- _Textauszug_
- - - - -
Du hast mich gefesselt beim Lesen und festgehalten, noch mehr als bei Deinen anderen Geschichten.
Na ja, ich versuche, mich stetig weiterzuentwickeln (genauso wie viele andere hier wohl auch). Manchmal klappt das schon ganz gut, manchmal dafür aber auch überhaupt nicht.

Vielen Dank, Seltsem. Ich freue mich wirklich über dein Lob.

J

 
Zuletzt bearbeitet:

Hallo Don,

hat sich echt gelohnt, deinen Text zu lesen. Werd ich empfehlen. Viel zu wenige Kommentare, wenn man andere Texte so sieht. Gut, dass du den Suizid gestrichen hast.

Du beschreibst die Personen sehr gut, schaffst es, einen Spannungsbogen einzuführen und beschreibst treffend die Beziehung der Personen, den langsamen Untergang …

„Die Welt um mich herum ist zu schnell geworden, meine Realität zu langsam – je nachdem, aus welcher Perspektive man es betrachtet.“

Prima - noch kann man die Perspektive verantwortlich machen.
- - - - -
- _Datenauszüge_
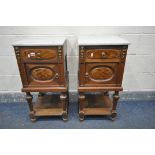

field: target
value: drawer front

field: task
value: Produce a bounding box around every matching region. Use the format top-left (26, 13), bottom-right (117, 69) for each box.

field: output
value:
top-left (79, 45), bottom-right (127, 63)
top-left (80, 63), bottom-right (120, 87)
top-left (25, 64), bottom-right (64, 87)
top-left (86, 49), bottom-right (121, 61)
top-left (20, 47), bottom-right (58, 63)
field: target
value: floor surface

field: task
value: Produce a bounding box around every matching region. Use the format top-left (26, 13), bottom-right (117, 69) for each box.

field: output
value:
top-left (0, 101), bottom-right (155, 129)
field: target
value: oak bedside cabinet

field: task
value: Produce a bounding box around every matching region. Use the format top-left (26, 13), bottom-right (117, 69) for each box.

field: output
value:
top-left (13, 38), bottom-right (68, 121)
top-left (78, 36), bottom-right (129, 120)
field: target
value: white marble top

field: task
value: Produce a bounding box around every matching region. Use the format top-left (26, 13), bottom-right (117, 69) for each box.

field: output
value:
top-left (78, 36), bottom-right (130, 45)
top-left (13, 37), bottom-right (65, 46)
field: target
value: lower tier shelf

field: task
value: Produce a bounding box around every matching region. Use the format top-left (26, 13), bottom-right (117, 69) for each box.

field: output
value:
top-left (33, 94), bottom-right (67, 116)
top-left (82, 94), bottom-right (113, 115)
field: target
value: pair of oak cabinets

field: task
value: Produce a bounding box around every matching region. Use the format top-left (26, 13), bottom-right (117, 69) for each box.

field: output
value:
top-left (13, 36), bottom-right (129, 122)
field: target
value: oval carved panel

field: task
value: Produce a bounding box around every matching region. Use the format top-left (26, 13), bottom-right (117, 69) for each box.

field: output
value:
top-left (31, 67), bottom-right (55, 81)
top-left (89, 66), bottom-right (113, 81)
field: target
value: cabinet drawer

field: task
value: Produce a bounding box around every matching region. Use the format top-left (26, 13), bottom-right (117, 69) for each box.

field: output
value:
top-left (25, 64), bottom-right (64, 87)
top-left (85, 49), bottom-right (121, 62)
top-left (20, 47), bottom-right (58, 62)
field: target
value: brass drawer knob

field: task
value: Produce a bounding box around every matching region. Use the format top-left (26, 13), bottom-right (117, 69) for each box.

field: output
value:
top-left (101, 52), bottom-right (106, 58)
top-left (55, 73), bottom-right (59, 79)
top-left (90, 53), bottom-right (94, 58)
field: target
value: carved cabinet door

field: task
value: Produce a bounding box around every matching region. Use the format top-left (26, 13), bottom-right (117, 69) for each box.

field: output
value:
top-left (25, 64), bottom-right (63, 86)
top-left (84, 63), bottom-right (119, 86)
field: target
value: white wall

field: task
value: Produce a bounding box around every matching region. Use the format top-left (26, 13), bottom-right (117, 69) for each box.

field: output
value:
top-left (0, 26), bottom-right (155, 91)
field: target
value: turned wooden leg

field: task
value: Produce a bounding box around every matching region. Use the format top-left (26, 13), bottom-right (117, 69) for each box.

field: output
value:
top-left (60, 93), bottom-right (68, 121)
top-left (26, 92), bottom-right (36, 122)
top-left (111, 91), bottom-right (120, 120)
top-left (38, 92), bottom-right (45, 97)
top-left (79, 93), bottom-right (85, 121)
top-left (104, 91), bottom-right (109, 96)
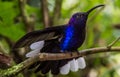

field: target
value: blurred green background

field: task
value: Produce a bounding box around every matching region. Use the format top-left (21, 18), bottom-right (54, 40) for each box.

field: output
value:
top-left (0, 0), bottom-right (120, 77)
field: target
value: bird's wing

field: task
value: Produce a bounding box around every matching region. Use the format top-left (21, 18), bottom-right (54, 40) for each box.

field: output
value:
top-left (13, 25), bottom-right (66, 48)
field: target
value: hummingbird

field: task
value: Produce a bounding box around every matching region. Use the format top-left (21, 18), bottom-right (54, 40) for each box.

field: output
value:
top-left (14, 4), bottom-right (104, 75)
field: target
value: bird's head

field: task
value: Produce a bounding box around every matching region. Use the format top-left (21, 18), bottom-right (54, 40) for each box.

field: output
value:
top-left (69, 5), bottom-right (104, 26)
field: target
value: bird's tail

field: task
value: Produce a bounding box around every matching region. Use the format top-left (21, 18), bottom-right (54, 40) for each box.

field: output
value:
top-left (26, 41), bottom-right (86, 75)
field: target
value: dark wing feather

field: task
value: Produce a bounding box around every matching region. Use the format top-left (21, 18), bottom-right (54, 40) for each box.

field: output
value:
top-left (13, 25), bottom-right (66, 48)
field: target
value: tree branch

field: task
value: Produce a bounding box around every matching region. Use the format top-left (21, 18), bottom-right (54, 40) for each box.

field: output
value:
top-left (0, 47), bottom-right (120, 77)
top-left (18, 0), bottom-right (35, 32)
top-left (40, 0), bottom-right (51, 28)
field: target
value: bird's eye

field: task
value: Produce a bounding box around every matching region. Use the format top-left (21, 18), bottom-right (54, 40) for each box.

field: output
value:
top-left (76, 15), bottom-right (80, 18)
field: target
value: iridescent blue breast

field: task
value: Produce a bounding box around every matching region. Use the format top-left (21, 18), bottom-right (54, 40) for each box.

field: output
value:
top-left (60, 25), bottom-right (85, 51)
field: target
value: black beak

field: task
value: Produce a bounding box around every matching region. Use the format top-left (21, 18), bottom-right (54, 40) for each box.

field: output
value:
top-left (86, 5), bottom-right (105, 15)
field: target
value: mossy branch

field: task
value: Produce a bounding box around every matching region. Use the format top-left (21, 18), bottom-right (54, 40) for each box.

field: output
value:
top-left (0, 38), bottom-right (120, 77)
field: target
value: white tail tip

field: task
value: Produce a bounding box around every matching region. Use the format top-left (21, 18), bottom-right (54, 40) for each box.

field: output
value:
top-left (60, 63), bottom-right (70, 75)
top-left (25, 49), bottom-right (40, 57)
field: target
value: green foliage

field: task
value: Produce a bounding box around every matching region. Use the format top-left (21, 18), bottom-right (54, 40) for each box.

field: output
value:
top-left (0, 0), bottom-right (120, 77)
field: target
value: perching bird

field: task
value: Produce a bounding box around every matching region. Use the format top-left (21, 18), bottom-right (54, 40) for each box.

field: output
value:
top-left (14, 5), bottom-right (104, 75)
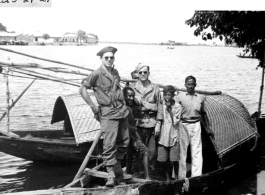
- - - - -
- _Aufgaben_
A. Entnimm dem Textauszug wörtlich den Abschnitt von „Du hast mich“ bis einschließlich „über dein Lob.“.
B. Was hat Don laut dem an ihn gerichteten Kommentar im Textauszug gestrichen?
C. Prüfe anhand des Textauszugs, ob die folgenden Aussagen zutreffen, und belege jede Antwort mit einem wörtlichen Zitat: (i) Der Kommentar an Don stellt fest, dass der Text zu viele Kommentare hat. (ii) Der Verfasser dieses Kommentars will den Text empfehlen. (iii) In der Antwort an Seltsem heißt es, die Weiterentwicklung gelinge immer gut.

- _Erwartete Lösungen_
A.
Du hast mich gefesselt beim Lesen und festgehalten, noch mehr als bei Deinen anderen Geschichten.
Na ja, ich versuche, mich stetig weiterzuentwickeln (genauso wie viele andere hier wohl auch). Manchmal klappt das schon ganz gut, manchmal dafür aber auch überhaupt nicht.

Vielen Dank, Seltsem. Ich freue mich wirklich über dein Lob.

B. Den Suizid.

C.
(i) Nein: „Viel zu wenige Kommentare, wenn man andere Texte so sieht.“
(ii) Ja: „Werd ich empfehlen.“
(iii) Nein: „Manchmal klappt das schon ganz gut, manchmal dafür aber auch überhaupt nicht.“